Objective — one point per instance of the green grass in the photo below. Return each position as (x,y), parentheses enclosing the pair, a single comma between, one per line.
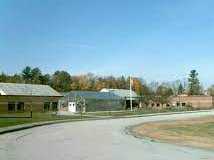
(37,117)
(203,130)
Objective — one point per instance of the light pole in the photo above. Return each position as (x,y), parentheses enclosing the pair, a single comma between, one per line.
(130,94)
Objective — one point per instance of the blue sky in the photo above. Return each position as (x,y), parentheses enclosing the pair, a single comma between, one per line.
(153,39)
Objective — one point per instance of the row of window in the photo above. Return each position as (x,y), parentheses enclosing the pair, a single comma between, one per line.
(181,104)
(20,106)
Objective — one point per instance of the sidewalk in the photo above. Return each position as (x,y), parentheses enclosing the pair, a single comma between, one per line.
(37,124)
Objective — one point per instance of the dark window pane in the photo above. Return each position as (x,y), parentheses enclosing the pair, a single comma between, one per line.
(11,106)
(20,106)
(54,106)
(47,106)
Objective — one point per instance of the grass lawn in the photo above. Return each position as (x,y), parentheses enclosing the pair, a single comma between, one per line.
(37,117)
(197,132)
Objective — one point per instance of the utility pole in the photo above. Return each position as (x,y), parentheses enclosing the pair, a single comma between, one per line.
(130,94)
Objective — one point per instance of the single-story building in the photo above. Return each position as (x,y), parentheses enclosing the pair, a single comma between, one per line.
(27,97)
(197,101)
(105,100)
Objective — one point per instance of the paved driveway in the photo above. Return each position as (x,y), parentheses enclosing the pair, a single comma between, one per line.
(95,140)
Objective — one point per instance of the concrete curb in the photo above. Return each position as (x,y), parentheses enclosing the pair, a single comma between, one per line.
(5,130)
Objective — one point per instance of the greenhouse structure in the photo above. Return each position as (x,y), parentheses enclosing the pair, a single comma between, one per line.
(90,101)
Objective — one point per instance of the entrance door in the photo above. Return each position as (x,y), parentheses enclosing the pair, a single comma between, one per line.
(72,107)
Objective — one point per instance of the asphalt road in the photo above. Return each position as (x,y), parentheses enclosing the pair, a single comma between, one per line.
(95,140)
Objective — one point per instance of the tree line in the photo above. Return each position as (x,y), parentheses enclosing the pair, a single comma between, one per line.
(62,81)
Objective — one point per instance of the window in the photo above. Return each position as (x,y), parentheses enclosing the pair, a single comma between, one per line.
(11,107)
(54,106)
(47,106)
(20,106)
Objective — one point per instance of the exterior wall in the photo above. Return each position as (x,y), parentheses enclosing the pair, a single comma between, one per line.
(92,105)
(37,103)
(202,102)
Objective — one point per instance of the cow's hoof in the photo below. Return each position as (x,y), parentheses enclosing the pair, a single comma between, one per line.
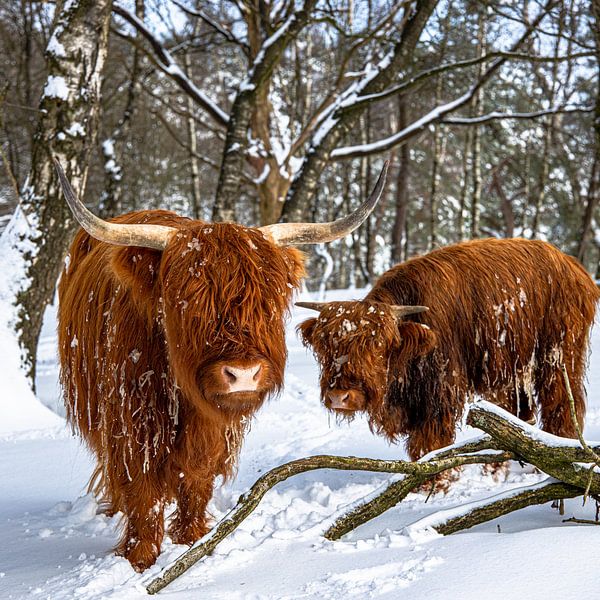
(440,484)
(499,471)
(187,534)
(140,554)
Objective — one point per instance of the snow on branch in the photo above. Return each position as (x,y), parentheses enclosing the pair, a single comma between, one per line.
(482,119)
(169,67)
(216,26)
(507,437)
(419,78)
(437,113)
(433,116)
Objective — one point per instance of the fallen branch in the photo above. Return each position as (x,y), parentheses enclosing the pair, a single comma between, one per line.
(463,517)
(507,438)
(564,459)
(420,471)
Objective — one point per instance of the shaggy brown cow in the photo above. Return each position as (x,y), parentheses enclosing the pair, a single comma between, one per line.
(171,336)
(490,317)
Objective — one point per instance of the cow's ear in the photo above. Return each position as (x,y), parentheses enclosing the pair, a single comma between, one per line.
(137,269)
(416,339)
(306,330)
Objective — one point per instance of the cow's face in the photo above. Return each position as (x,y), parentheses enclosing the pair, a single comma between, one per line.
(220,292)
(360,346)
(226,290)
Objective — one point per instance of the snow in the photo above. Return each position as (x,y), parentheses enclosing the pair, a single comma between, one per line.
(59,546)
(55,47)
(56,87)
(19,409)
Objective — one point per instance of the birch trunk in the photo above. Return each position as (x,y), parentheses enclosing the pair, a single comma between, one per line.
(67,130)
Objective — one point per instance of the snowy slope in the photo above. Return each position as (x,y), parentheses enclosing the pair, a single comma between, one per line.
(56,546)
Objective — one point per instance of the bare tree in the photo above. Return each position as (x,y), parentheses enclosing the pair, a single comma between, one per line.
(66,129)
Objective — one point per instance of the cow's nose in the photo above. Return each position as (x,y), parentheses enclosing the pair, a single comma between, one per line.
(239,379)
(345,400)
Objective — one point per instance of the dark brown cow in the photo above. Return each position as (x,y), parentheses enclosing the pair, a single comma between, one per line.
(171,336)
(490,317)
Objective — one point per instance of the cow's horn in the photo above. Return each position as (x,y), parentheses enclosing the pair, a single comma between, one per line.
(287,234)
(403,311)
(121,234)
(318,306)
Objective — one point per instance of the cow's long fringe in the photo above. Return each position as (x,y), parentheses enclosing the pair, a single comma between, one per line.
(140,332)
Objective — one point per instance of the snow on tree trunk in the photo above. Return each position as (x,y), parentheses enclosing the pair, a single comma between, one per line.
(40,232)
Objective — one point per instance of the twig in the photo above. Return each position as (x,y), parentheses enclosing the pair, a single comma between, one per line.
(584,521)
(448,521)
(417,473)
(6,162)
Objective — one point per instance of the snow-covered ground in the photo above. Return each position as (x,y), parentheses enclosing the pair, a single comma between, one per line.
(56,546)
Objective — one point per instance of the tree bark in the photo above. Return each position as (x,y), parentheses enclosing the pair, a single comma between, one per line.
(306,182)
(250,102)
(113,147)
(594,183)
(476,139)
(401,189)
(67,129)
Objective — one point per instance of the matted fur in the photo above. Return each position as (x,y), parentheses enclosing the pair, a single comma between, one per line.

AIM OF THE TASK>
Rewrite all of the material above, replacing "one point per instance" with "one point for each instance" everywhere and changing nothing else. Leave the pictures out of your answer.

ANSWER TO THE TASK>
Objective — one point for each instance of the green grass in the photo below. Return each position as (x,y), parentheses enclosing the pair, a single comma between, one per line.
(37,117)
(203,130)
Objective — one point for each instance of the light pole in the photo above. Return each position as (x,y), parentheses enclosing the pair, a single comma between, one per line.
(130,94)
Objective — one point for each instance of the blue sky in the photo above. Return each position as (x,y), parentheses enclosing the pair, a single comma between, one per line.
(153,39)
Objective — one point for each instance of the row of window in the photo above. Return each position as (x,y), parentheses enclosing the pair, a single comma between, one per line.
(181,104)
(20,106)
Objective — one point for each instance of the sidewalk in the photo above. Return each position as (x,y), parentheses enclosing the pair, a single comma between, one per line.
(37,124)
Objective — one point for each instance of the dark window pane in the photo above. Return each position as (x,y), parentheses enclosing the pair, a single comma between, one per line.
(11,106)
(20,106)
(54,106)
(47,106)
Objective — one point for each instance of the grass lawn in the photo above. Return each position as (x,y), parentheses enclosing the pair, a single comma between, one per line.
(37,117)
(197,132)
Objective — one point for each instance of the utility pole in the photo above. Return each position as (x,y), parentheses enclosing the pair, a single comma between, one per line.
(130,94)
Objective — one point for each instance of the single-story building in the photo above. Return each position as (x,y), parentheses enclosing the pair, a single comma between, one per line.
(27,97)
(197,101)
(105,100)
Objective — one point for each instance of the paved driveway in the photo above. Return each position as (x,y), parentheses enclosing the pair, a single comma between, one per line.
(95,140)
Objective — one point for each instance of the concrete curb in the photo above. Return each position as (x,y), parentheses enclosing the pair, a single comma between, one per line.
(5,130)
Objective — one point for each instance of the greenhouse structure in the photo above. Return each position as (x,y), parentheses enclosing the pair, a single comma between, one per line.
(90,101)
Objective — one point for each instance of the entrance door in the photo above. Return each position as (x,y), parentheses enclosing the pair, a single comma between, one per line.
(72,107)
Objective — one point for each instance of the asphalt road in the photo above. Return each position as (x,y), parentheses enclosing the pair, a single comma between, one per line.
(95,140)
Objective — one point for each instance of the tree line in the photo above. Return each position as (x,y), parentheses enclosing the pair, a single comma between, one per line.
(62,81)
Objective — one point for each instance of the window in the photo above. Return each position as (x,y), parentheses enclosing the pair, a single comma between, one per line.
(11,107)
(54,106)
(47,106)
(20,106)
Objective — one point for each instance of the exterior wall in the photo above. Return each position as (x,y), parentheses enclosing the pair, a single comma between, one per line.
(92,105)
(37,103)
(202,102)
Objective — one point for each instance of the cow's hoof in the photo below. Return each position as (x,y), parentheses enclosing the pair, a single comma between, one per line.
(440,484)
(499,471)
(187,534)
(140,554)
Objective — one point for each instance of the snow on branch in the photo above. Return each position as (x,y), parentheses enclosing the pair, a single comma between, one per line.
(482,119)
(169,67)
(216,26)
(507,437)
(419,78)
(437,113)
(433,116)
Objective — one point for each instance of the fallen branch in the photo above. Return each position as (x,y), parentheses enclosing the pair, a single comma between, one per line.
(463,517)
(507,438)
(564,459)
(420,471)
Objective — one point for each instance of the shaggy brown cow in the photo above. Return each position as (x,y), parentheses enclosing the pair, a single comma between, one per line.
(171,336)
(490,317)
Objective — one point for each instance of the cow's ear in the photo above. Return each position as (x,y), parentheses enclosing the pair, a single comma between, one per line.
(137,269)
(416,339)
(306,330)
Objective — one point for each instance of the cow's face in the photo above. Return each position as (x,y), parentheses enclosing the pair, a single comma between, one per line.
(220,292)
(360,346)
(226,290)
Objective — one point for each instance of the snow in the photo above. Return each position as (x,y), parentheses enclosing the pair, a single comma between, one per line.
(59,546)
(55,47)
(56,87)
(19,409)
Objective — one point for each instance of the birch trunk in the photo above. Return each position as (x,y), parentheses enclosing the pair, a single comma between, one per line.
(67,130)
Objective — one point for each instance of the snowy slope in the photo above. Return each position as (x,y), parentheses enclosing the pair, a single comma between, one per line.
(56,546)
Objective — one point for each instance of the bare tree in the photo above. Return each position as (x,y), parentheses enclosing the pair, a single comma between, one per line.
(66,129)
Objective — one point for each instance of the cow's nose in the photo above. Return each position as (x,y), parentheses enclosing the pair, a single comma between, one per line.
(239,379)
(345,400)
Objective — one point for each instance of the dark brown cow in the photo above. Return each position as (x,y), parentheses enclosing the pair, a single comma between, one per line.
(171,336)
(490,317)
Objective — one point for each instance of the cow's horn in the photo above. Return each position as (x,y), parentheses enclosing the pair, a single comma between, one per line.
(287,234)
(403,311)
(121,234)
(318,306)
Objective — one point for each instance of the cow's long fringe in the photo above. Return each position as (x,y), parentheses enclosing the pair, a single comma between, one per line.
(140,332)
Objective — one point for each instance of the snow on tree trunk in the photo above. Return each position as (x,y), parentheses enclosing the pair, a single comma between, one per line.
(40,232)
Objective — one point for each instance of the twig in the photo above. Return each position as (x,y), parentheses enclosing the pair, a single comma between, one per line.
(584,521)
(448,521)
(417,473)
(6,162)
Objective — one point for each instance of the snow-covered ground in the photo above. Return each position as (x,y), parentheses enclosing the pair, a single comma between, one per line.
(56,546)
Objective — one point for each instance of the tree bark in the photo above. Return each position as (x,y), parentheses enclosing the pair, a single comma between, one per line.
(306,182)
(250,102)
(113,147)
(594,183)
(476,139)
(401,189)
(67,129)
Objective — one point for each instance of the matted fur in the photo above. Return each position as (x,y), parentheses enclosing the pair, a single comma between, one per line.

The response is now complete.